[RECORD SET]

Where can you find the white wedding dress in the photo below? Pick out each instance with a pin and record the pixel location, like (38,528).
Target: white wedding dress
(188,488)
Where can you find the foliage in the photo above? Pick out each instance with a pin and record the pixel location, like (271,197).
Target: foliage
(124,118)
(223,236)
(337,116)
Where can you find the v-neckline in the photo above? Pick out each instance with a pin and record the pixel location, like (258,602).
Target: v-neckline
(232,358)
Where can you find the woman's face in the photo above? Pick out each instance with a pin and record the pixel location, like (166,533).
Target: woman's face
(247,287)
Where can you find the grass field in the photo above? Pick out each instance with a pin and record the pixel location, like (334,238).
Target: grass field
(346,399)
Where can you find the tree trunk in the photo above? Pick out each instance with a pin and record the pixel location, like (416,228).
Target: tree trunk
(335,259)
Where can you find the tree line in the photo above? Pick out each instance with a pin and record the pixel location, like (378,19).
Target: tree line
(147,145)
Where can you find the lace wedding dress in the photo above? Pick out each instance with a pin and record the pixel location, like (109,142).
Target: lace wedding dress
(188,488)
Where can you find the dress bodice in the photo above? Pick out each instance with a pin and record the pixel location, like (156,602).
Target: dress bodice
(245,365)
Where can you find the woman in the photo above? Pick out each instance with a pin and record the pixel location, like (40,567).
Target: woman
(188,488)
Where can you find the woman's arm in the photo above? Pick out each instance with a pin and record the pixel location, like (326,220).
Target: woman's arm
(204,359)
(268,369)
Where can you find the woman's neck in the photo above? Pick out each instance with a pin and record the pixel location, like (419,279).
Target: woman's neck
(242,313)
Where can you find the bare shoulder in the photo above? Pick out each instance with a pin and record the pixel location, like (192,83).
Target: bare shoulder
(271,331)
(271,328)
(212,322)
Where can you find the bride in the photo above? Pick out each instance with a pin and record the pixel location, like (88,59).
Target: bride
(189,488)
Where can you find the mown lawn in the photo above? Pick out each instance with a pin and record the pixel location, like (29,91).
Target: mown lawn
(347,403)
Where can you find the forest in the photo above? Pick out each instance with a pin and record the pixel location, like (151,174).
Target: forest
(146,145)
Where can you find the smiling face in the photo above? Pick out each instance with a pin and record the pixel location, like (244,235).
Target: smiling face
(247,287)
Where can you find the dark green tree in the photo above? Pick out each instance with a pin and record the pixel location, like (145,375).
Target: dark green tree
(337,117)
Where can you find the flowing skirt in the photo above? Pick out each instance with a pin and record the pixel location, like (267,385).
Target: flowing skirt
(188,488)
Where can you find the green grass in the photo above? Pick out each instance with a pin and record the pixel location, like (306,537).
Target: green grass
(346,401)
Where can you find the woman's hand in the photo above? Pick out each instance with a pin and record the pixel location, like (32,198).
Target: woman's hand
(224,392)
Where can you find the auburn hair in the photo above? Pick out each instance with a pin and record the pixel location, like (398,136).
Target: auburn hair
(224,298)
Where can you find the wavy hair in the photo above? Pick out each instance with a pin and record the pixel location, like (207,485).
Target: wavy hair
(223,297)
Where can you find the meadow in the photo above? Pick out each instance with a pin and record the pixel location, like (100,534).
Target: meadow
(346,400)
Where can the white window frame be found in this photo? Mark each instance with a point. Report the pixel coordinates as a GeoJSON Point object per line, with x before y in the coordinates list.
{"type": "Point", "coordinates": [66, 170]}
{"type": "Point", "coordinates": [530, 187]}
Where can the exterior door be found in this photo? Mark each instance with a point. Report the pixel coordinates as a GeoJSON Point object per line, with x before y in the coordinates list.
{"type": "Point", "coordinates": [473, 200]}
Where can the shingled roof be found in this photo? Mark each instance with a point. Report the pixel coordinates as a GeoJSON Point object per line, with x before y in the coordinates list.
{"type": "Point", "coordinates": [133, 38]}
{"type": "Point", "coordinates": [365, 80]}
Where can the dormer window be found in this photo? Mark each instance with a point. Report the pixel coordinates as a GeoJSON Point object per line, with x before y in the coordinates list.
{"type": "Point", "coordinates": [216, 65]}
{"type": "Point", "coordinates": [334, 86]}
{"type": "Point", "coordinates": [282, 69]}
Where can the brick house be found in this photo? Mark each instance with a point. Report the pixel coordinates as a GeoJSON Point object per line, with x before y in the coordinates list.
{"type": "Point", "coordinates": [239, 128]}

[/RECORD SET]

Would you please output every record again, exactly?

Where can you find the white wedding dress in the photo below? Pick out each instance with a pin and record the pixel location, like (38,528).
Target: white wedding dress
(188,488)
Where can you find the foliage in the photo above? Pick out each instance with a pin and record the pixel location, like (271,197).
Target: foliage
(124,118)
(223,236)
(337,116)
Where can you find the v-neckline in the photo above? Pick out each instance with a pin and record the pixel location, like (258,602).
Target: v-neckline
(232,358)
Where can you find the woman's face in the photo above? Pick out each instance with a pin and record the pixel location, like (166,533).
Target: woman's face
(247,287)
Where can you find the grass field in the photo above? Pick out each instance with a pin and record the pixel location, like (334,238).
Target: grass field
(346,399)
Where can you find the tree trunk in the photo above? Pick out each instance with a pin and record the pixel location, like (416,228).
Target: tree trunk
(335,259)
Where can you find the tree line in the photo above? Pick out each instance with a pin and record the pixel location, like (378,19).
Target: tree line
(147,145)
Where can you find the lace wedding dress in the photo above? Pick out each instance with a pin and record the pixel location, like (109,142).
Target: lace wedding dress
(188,488)
Where can you find the dress bodice in the photo above? Pick out each instance with a pin and record the pixel location, like (156,602).
Target: dress bodice
(245,365)
Where can you find the woman in the photo above? Pick out each instance with a pin and record the pixel location, like (40,567).
Target: woman
(188,488)
Where can you find the woman's arm in the photo above? Pick out each instance with a pin and record the pixel location, like (326,220).
Target: woman's arm
(204,359)
(268,369)
Where can you find the woman's neck in the photo above? Pick out each instance with a pin and record the pixel location, like (419,279).
Target: woman's neck
(242,313)
Where can you find the bare shoulder in the photo above? Pick out each instance with a pin and record the pixel location, like (192,83).
Target: bare shoulder
(271,331)
(271,328)
(212,322)
Where can you find the bride in the photo above? Pick out each instance with a pin and record the pixel location, like (88,59).
Target: bride
(189,488)
Where can you find the mown lawn in the photo above? Pick out each instance with a pin and record the pixel location, like (29,91).
Target: mown lawn
(347,403)
Where can you find the forest in the photo above? Pick out each instance with a pin and record the pixel location, like (151,174).
Target: forest
(146,145)
Where can you find the smiling face in the photo above? Pick out each instance with a pin and record the pixel location, like (244,235).
Target: smiling face
(247,287)
Where can you find the dark green tree in the photo above? Pick out each instance with a pin and record the pixel location, like (145,375).
Target: dark green tree
(337,117)
Where can you find the flowing skirt in the photo above? Pick out each instance with a pin and record the pixel location, like (267,385).
Target: flowing skirt
(188,488)
Where can you find the green grass in the photo above? Pick out each instance with a pin and record the pixel location, like (306,537).
Target: green grass
(346,401)
Where can you find the woman's hand in the photo above? Pick out each instance with a pin and record the pixel location, like (32,198).
Target: woman's hand
(224,392)
Where can you find the auburn hair in the photo above? Pick out each instance with a pin and record the pixel location, like (398,136).
Target: auburn hair
(224,298)
Where can you find the wavy hair in the photo above? Pick out each instance with a pin and record the pixel location, like (207,485).
Target: wavy hair
(223,297)
Where can you find the meadow in the photo above? Pick out each instance with a pin and record the pixel location, like (100,534).
Target: meadow
(346,400)
Where can the white window frame be found in this photo? Mark each instance with a point. Report the pixel coordinates as a GeoJSON Point object per line, with x before y in the coordinates list.
{"type": "Point", "coordinates": [66, 170]}
{"type": "Point", "coordinates": [530, 187]}
Where can the exterior door be found in this photo? Mark each instance with a point. Report the pixel coordinates as a GeoJSON Point object per line, with x before y in the coordinates list.
{"type": "Point", "coordinates": [473, 200]}
Where can the shingled roof be found in this photo? Mark each instance with a point. Report the pixel coordinates as a GeoJSON Point object per line, with x before y in the coordinates list.
{"type": "Point", "coordinates": [133, 38]}
{"type": "Point", "coordinates": [365, 80]}
Where can the dormer window be found in this photo? Mark each instance with a point. Report the pixel coordinates as a GeoJSON Point object per line, with x before y in the coordinates list.
{"type": "Point", "coordinates": [216, 65]}
{"type": "Point", "coordinates": [334, 86]}
{"type": "Point", "coordinates": [282, 69]}
Where can the brick house be found in this photo? Mark each instance with a point. Report the pixel coordinates as a GeoJSON Point object per line, with x before y in the coordinates list.
{"type": "Point", "coordinates": [239, 128]}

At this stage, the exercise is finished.